═══ Passage shown ═══
Recursive Agent Optimization: training a model to call itself
Ciprian · · 8 min read What the paper studies
Recursive Agent Optimization is a reinforcement learning method for training language model agents that delegate sub-tasks to new instantiations of themselves. The question: can a model be taught to call itself, decide what to hand off, and combine the answers, in a way that beats a single agent given the same compute and the same context budget? RAO is the training procedure; recursive agents are what the procedure produces.
Methodology
RAO trains agents with reinforcement learning to operate recursively at inference time. An agent receives a task, decides whether to solve it directly or split it into sub-tasks, spawns child agents (new instantiations of the same model) for each sub-task, and aggregates their returns. The training procedure teaches three policies inside one model: when to delegate, what to send the child, and how to use what comes back. Comparisons in the paper are against single-agent baselines on the same underlying model.
Full specifications, benchmark names, dataset sizes, reward design details, and numeric performance deltas, appear in the full PDF.
Findings
First, recursive agents trained with RAO process inputs longer than the underlying model’s context window. A parent agent hands chunks of the input to children, each child runs in its own fresh context, and the parent aggregates. This is inference-time scaling: compute and context grow with the recursion tree, not with the model.
Second, the trained agents generalize to tasks harder than training saw. A hard instance becomes a recursion of easier instances. The training signal selects for splits the model can solve at depth.
Third, training efficiency improves. Decomposition has a structural advantage: shorter sub-tasks generate reward signals more frequently per rollout. Instead of learning from a single success-or-failure at the end, the agent gets feedback on each sub-task completion. This denser reward stream, more gradient updates per sample, makes RL on long-horizon tasks tractable.
Fourth, wall-clock time decreases versus single-agent systems on the same problem. Children run in parallel; the parent waits on the slowest branch, not the sum of branches.
═══
Required work ▸ Quote the post on Recursive Agent Optimization from "Methodology" up to and including "same underlying model.".
═══ Entries shown ═══
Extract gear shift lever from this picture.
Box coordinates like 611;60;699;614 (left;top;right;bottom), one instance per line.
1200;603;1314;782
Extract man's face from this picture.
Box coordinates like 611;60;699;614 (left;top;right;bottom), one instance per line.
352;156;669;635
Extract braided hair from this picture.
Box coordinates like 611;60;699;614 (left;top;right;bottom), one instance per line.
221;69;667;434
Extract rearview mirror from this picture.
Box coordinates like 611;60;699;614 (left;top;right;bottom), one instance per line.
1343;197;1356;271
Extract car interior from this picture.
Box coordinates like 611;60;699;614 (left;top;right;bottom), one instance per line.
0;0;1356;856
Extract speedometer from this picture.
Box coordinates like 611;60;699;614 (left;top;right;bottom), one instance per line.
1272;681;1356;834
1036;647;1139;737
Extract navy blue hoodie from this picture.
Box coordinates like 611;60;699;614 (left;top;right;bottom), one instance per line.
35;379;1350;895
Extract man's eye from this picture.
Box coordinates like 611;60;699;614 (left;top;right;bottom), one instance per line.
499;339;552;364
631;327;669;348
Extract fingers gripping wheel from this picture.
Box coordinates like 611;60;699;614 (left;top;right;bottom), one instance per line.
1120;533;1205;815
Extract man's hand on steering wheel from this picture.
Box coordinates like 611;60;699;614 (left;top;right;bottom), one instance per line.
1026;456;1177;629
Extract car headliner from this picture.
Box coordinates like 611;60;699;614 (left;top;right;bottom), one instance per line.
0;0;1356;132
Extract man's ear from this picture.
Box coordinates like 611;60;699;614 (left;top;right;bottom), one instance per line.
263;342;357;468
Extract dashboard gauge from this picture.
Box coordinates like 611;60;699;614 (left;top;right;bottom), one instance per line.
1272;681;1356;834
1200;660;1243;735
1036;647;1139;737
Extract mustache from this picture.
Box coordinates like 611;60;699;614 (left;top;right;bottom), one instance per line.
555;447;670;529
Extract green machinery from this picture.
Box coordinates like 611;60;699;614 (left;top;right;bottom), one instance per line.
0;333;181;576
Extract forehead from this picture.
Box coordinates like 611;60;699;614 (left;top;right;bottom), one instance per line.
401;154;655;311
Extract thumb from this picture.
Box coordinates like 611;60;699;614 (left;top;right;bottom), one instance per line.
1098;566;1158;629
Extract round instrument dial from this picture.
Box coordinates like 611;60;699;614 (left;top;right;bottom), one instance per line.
═══
Final answer ▸
Methodology
RAO trains agents with reinforcement learning to operate recursively at inference time. An agent receives a task, decides whether to solve it directly or split it into sub-tasks, spawns child agents (new instantiations of the same model) for each sub-task, and aggregates their returns. The training procedure teaches three policies inside one model: when to delegate, what to send the child, and how to use what comes back. Comparisons in the paper are against single-agent baselines on the same underlying model.